_Supplied records_
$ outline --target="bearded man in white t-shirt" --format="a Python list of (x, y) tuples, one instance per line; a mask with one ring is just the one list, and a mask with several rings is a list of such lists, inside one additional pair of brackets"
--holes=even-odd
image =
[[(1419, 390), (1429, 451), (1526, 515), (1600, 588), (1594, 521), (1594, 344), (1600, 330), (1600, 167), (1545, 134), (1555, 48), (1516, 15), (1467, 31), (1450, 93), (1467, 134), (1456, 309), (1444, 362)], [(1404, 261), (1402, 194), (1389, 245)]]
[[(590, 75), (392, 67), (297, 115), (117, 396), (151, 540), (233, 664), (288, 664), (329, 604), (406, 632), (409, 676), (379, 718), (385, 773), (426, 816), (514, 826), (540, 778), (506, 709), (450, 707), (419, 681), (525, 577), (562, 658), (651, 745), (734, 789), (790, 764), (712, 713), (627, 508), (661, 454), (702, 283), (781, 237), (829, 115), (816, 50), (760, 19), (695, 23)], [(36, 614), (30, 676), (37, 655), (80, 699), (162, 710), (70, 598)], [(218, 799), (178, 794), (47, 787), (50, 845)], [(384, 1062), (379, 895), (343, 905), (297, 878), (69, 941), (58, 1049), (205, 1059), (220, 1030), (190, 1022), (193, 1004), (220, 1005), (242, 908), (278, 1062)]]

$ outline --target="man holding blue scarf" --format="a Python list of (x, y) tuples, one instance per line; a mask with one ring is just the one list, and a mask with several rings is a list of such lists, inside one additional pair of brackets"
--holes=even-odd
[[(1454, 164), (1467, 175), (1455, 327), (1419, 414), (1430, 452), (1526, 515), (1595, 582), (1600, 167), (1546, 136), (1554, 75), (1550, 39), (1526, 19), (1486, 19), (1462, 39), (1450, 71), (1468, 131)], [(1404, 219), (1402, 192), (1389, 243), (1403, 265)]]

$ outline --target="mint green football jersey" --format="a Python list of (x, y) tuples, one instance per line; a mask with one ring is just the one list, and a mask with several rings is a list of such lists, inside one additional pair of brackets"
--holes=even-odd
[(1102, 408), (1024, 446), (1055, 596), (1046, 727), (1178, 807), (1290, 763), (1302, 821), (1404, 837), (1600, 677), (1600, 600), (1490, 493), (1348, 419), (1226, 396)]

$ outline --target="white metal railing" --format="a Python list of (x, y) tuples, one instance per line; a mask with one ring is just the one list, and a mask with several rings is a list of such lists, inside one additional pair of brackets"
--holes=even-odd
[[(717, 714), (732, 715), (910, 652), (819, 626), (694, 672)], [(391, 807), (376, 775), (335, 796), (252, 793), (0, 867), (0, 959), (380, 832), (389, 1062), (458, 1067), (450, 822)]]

_What to work on_
The whole of the data above must be given again, unaltered and complete.

_Solution for this exercise_
$ outline --target="bearded man in white t-shirt" --format="a Python list of (x, y) tuples, one instance per line; a mask with one ring is just the one list, and a mask with several rings is a list of such lists, inside one additional pair of brackets"
--holes=even-odd
image =
[[(1419, 390), (1429, 451), (1526, 515), (1600, 588), (1594, 521), (1594, 344), (1600, 330), (1600, 167), (1545, 134), (1555, 48), (1516, 15), (1467, 31), (1450, 93), (1467, 134), (1456, 309), (1444, 362)], [(1404, 261), (1402, 194), (1389, 245)]]
[[(590, 75), (392, 67), (297, 115), (117, 396), (151, 540), (233, 664), (288, 664), (329, 604), (406, 632), (409, 676), (379, 718), (385, 773), (426, 816), (514, 826), (540, 778), (506, 709), (450, 707), (419, 681), (525, 577), (562, 658), (651, 745), (734, 789), (790, 764), (712, 713), (627, 508), (661, 454), (702, 283), (781, 237), (829, 115), (816, 50), (760, 19), (695, 23)], [(36, 614), (30, 676), (37, 655), (80, 699), (162, 710), (70, 598)], [(218, 799), (178, 794), (47, 787), (50, 845)], [(384, 1062), (379, 895), (343, 905), (297, 878), (69, 941), (58, 1049), (205, 1059), (220, 1030), (190, 1022), (193, 1004), (220, 1005), (242, 908), (278, 1062)]]

$ outline --target="man holding blue scarf" --format="a Python list of (x, y) tuples, one instance per line; a mask with one ring is just the one list, and a mask with several rings is a list of such lists, inside one additional pair of brackets"
--holes=even-odd
[[(1454, 164), (1467, 175), (1455, 327), (1419, 414), (1430, 452), (1526, 515), (1595, 582), (1600, 167), (1546, 136), (1554, 75), (1550, 39), (1526, 19), (1486, 19), (1462, 39), (1450, 71), (1468, 131)], [(1404, 219), (1402, 192), (1389, 243), (1403, 265)]]

$ outline --target="mint green football jersey" --format="a Python list of (x, y) tuples, one instance per line; a mask with one ring is just the one list, and a mask with several rings is a list of such lists, inside one additional pair of brackets"
--holes=even-odd
[(1102, 408), (1024, 446), (1055, 596), (1046, 727), (1178, 807), (1290, 763), (1302, 821), (1404, 837), (1600, 677), (1600, 600), (1490, 493), (1348, 419), (1226, 396)]

$ outline --target="white metal railing" --format="a Python list of (x, y) tuples, one instance per line; a mask with one ring is just the one list, and a mask with several rings is a list of such lists, inside one additional pair of brackets"
--holes=even-odd
[[(717, 714), (732, 715), (910, 652), (819, 626), (694, 672)], [(391, 807), (376, 775), (335, 796), (252, 793), (0, 867), (0, 959), (380, 832), (389, 1062), (458, 1067), (450, 822)]]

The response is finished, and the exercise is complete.